WORK TO COMPLETE: Copy the entries below in full, keeping them exactly as they are.

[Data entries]
....
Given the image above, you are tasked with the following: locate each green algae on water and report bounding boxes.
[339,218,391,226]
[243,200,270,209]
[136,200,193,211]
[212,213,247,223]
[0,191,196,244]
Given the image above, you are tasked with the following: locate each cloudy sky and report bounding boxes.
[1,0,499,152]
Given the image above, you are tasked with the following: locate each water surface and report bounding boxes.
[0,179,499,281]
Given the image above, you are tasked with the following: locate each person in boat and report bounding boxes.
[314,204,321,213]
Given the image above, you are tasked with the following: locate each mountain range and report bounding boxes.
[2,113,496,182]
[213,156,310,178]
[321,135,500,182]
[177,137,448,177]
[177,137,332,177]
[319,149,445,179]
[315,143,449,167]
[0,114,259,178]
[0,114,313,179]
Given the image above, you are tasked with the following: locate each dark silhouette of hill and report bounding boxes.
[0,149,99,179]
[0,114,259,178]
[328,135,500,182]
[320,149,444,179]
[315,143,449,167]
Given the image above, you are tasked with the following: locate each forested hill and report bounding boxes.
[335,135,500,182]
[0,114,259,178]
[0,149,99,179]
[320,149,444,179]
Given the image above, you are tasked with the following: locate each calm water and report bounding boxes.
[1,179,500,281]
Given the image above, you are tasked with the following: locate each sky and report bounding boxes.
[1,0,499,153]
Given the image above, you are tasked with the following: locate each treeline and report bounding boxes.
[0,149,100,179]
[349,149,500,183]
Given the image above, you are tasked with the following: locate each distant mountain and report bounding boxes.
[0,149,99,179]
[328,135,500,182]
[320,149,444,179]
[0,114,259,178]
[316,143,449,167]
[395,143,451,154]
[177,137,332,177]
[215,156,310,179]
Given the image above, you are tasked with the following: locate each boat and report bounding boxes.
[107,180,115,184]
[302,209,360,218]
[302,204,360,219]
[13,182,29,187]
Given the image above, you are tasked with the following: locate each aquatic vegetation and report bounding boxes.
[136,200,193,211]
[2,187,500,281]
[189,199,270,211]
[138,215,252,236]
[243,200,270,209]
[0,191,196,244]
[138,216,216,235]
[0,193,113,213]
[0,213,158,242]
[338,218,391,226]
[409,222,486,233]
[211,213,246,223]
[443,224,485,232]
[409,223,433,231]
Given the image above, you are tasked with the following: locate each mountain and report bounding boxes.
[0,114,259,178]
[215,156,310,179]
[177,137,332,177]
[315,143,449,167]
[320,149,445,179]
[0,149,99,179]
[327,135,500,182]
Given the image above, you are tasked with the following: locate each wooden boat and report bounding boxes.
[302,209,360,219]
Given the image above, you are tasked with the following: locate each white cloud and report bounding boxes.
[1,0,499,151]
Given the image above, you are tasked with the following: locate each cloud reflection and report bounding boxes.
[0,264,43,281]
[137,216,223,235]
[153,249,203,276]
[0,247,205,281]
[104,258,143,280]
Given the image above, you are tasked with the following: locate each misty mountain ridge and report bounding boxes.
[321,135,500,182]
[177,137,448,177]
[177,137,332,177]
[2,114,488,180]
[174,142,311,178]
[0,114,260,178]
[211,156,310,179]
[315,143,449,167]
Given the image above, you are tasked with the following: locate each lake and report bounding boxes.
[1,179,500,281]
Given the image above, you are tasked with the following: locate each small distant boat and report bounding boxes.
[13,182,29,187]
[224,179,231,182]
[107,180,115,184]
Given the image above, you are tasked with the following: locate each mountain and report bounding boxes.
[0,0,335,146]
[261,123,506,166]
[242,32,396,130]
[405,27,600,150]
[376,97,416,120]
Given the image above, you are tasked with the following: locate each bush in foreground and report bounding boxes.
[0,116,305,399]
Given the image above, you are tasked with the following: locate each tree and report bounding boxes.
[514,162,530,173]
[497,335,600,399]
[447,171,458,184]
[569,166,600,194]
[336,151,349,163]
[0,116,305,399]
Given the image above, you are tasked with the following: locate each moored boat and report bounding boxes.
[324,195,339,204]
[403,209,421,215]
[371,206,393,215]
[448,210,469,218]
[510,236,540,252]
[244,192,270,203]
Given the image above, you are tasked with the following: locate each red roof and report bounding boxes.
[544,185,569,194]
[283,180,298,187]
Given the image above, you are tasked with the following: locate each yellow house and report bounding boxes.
....
OUTPUT BELOW:
Given the image above, you are tasked with the following: locate each green algae on water and report bounding boxes.
[339,218,391,226]
[243,200,270,209]
[136,200,193,211]
[212,213,247,223]
[0,191,196,244]
Given the image above, you are tasked with the following: locate each cloudy sky and report bounding boxes.
[1,0,499,152]
Given the image above, you are tasked with the following: locate each water surface and report bounding boxes.
[0,179,499,281]
Given the image above, you are tasked with the following: locate each person in boat and report bounding boxes.
[314,204,321,213]
Given the image above, you are tasked with the following: locate each mountain range and report bounding boxes.
[2,113,496,182]
[213,156,310,178]
[321,135,500,182]
[177,137,448,177]
[177,137,332,177]
[319,149,445,179]
[315,143,449,167]
[0,114,259,178]
[0,114,313,179]
Given the image above, you are tasked with the following: locate each dark silhouette of hill and report bounding boxes.
[0,149,99,179]
[0,114,259,178]
[328,135,500,182]
[320,149,444,179]
[315,143,449,167]
Given the image above, you are tasked with the following: locate each forested hill and report bounding boxes.
[335,135,500,182]
[0,114,259,178]
[0,149,99,179]
[320,149,444,179]
Given the image above, you are tasked with the following: locate each calm water and report bounding boxes.
[1,179,500,281]
Given the image above, you are tasked with the following: locate each sky and report bounding boxes.
[1,0,499,153]
Given the image above, you are tasked with the following: locate each treeline and report bounding boxes.
[0,149,100,179]
[349,149,500,183]
Given the image above, you are tasked with the following: locate each distant mountain and report bounding boxes.
[0,149,99,179]
[328,135,500,182]
[320,149,444,179]
[0,114,259,178]
[316,143,449,167]
[395,143,451,154]
[177,137,332,177]
[215,156,310,179]
Given the image above, you are tasked with the following: locate each boat and report bounding boxes.
[107,180,115,184]
[302,209,360,218]
[302,204,360,219]
[13,182,29,187]
Given the image above, you are tasked with the following: locate each aquatic vegetation and report bounding boxes.
[136,200,193,211]
[2,187,500,281]
[189,199,270,211]
[138,215,252,236]
[243,200,270,209]
[0,191,196,244]
[138,216,216,235]
[0,193,113,213]
[0,213,158,242]
[338,218,391,226]
[409,222,486,233]
[211,213,246,223]
[443,224,485,232]
[409,223,433,231]
Given the image above, you are tasked with the following: locate each mountain and report bounding boxes.
[0,114,259,178]
[215,156,310,179]
[177,137,332,177]
[315,143,449,167]
[320,149,445,179]
[0,149,99,179]
[327,135,500,182]
Given the image above, you are tasked with the following: locate each wooden boat and report bounding boxes.
[302,209,360,219]
Given the image above, you are tasked with the following: locate each white cloud and report bounding boxes.
[1,0,499,151]
Given the image above, you are tasked with the following: locate each cloud reflection and report bounding boxes.
[0,264,43,281]
[137,216,223,235]
[153,249,203,276]
[0,247,205,281]
[104,258,143,280]
Given the image above, you are tasked with the following: locate each misty mountain ridge and report bounding boxes.
[321,135,500,182]
[177,137,448,177]
[177,137,332,177]
[2,114,488,180]
[174,142,311,178]
[0,114,260,178]
[211,156,310,179]
[315,143,449,167]
Given the image above, you are tasked with the following: locate each lake and report bounding boxes.
[1,179,500,281]
Given the image above, you are tasked with the following: locate each small distant boat and report bounding boxes.
[13,182,29,187]
[224,179,231,182]
[107,180,115,184]
Given the image above, you are tasked with the following: locate each mountain and report bounding boxes.
[0,0,335,146]
[261,123,506,166]
[242,32,396,130]
[405,27,600,150]
[376,97,416,120]
Given the image above, you are tasked with the following: locate each bush in foreground and report bounding boxes.
[0,116,305,399]
Given the image above, you are tasked with the following: locate each tree and report bounding boxes.
[514,162,530,173]
[497,335,600,399]
[447,171,458,184]
[569,166,600,194]
[336,151,349,163]
[0,116,305,399]
Given the image above, you are tasked with the following: locate each moored boat and report bounding boxes.
[324,195,339,204]
[403,209,421,215]
[371,206,393,215]
[448,210,469,218]
[510,236,540,252]
[244,192,270,203]
Given the image above, you are tasked with the following: locate each red roof and report bounding boxes.
[544,185,569,194]
[283,180,298,187]
Given the image above, you are tasked with the following: locate each yellow house and report bounding boxes.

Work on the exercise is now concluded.